◆ Страница
18.09.12

"Обручи" (отрывок из книги А.Светланина "Дальневосточный заговор")


... Речь идет о прошедшей войне. Я знал многих советских солдат и офицеров, политработников, которые из-за страха лишиться соприкосновения со своей свирепой властью рвались выйти из немецкого окружения, ища лазеек и подчас проявляя героические усилия. Но как только на какой-то, скорее психологической, черте, все-таки обусловленной чертой физической, это соприкосновение обрывалось те же люди вдруг это сознавали; они умирали и тут же снова рождались, исполненные яростной — если не сказать беззаветной — решимости войти снова в соприкосновение с этим режимом, но уже на другой основе: на основе смертельной схватки с ним.

◆ Задание A
Перенесите целиком ту часть записей, что открывается строкой с «[spot] the dark» и завершается строкой с «(561, 1120)», включая обе эти строки, прибавив −149 к каждому числу координат в ответах.
◆ Задание B
Продолжите текст о советских солдатах в немецком окружении, начав сразу после его последней фразы.

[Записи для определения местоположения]
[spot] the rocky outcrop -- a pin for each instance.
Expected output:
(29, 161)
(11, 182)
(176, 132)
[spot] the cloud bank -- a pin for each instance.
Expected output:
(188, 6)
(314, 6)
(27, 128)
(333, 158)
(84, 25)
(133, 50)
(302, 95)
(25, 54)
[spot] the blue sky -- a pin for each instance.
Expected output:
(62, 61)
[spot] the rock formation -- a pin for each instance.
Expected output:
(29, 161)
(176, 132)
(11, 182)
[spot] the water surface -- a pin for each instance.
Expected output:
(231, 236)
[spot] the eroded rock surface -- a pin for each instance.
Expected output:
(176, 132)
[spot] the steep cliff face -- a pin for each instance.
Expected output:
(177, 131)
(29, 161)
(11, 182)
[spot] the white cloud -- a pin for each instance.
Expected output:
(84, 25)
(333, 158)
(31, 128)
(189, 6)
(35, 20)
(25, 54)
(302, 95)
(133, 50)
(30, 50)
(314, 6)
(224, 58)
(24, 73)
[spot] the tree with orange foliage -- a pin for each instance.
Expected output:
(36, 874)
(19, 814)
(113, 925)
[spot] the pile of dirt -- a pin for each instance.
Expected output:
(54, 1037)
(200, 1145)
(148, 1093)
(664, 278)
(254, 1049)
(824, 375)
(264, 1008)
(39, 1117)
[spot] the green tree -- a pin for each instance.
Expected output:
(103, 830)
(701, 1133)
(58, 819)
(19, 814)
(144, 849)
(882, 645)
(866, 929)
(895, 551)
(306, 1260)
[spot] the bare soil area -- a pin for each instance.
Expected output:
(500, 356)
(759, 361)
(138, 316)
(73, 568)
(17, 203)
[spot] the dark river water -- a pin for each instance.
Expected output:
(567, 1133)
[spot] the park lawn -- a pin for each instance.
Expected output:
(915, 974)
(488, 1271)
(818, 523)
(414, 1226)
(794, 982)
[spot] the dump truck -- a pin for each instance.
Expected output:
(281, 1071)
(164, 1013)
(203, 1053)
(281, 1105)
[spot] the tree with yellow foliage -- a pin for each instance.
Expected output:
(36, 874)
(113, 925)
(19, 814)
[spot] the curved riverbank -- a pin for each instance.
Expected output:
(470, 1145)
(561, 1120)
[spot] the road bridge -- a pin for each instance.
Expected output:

◆ Ожидаемый ответ A
[spot] the dark river water -- a pin for each instance.
Expected output:
(418, 984)
[spot] the park lawn -- a pin for each instance.
Expected output:
(766, 825)
(339, 1122)
(669, 374)
(265, 1077)
(645, 833)
[spot] the dump truck -- a pin for each instance.
Expected output:
(132, 922)
(15, 864)
(54, 904)
(132, 956)
[spot] the tree with yellow foliage -- a pin for each instance.
Expected output:
(-113, 725)
(-36, 776)
(-130, 665)
[spot] the curved riverbank -- a pin for each instance.
Expected output:
(321, 996)
(412, 971)

◆ Ожидаемый ответ B
Я также наглядно видел в войну много раз, с волнением наблюдая, как вдруг останавливается в определенной обстановке и в определенный момент чудовищная машина большевистского властвования, становится  н е д е й с т в и т е л ь н о й,  и я очень ясно представляю себе, как это будет при перевороте, начавшемся в какой-нибудь части СССР... Еще только вчера, еще только сегодня утром это были полки, дивизии, скрепленные дисциплиной, связанные всеми обручами большевистской системы (подчеркнуто мной - М.С.). Но вот, как бы по какому-то веянию в воздухе, эти стройные полки и дивизии буквально в миг превращаются в беспорядочную толпу.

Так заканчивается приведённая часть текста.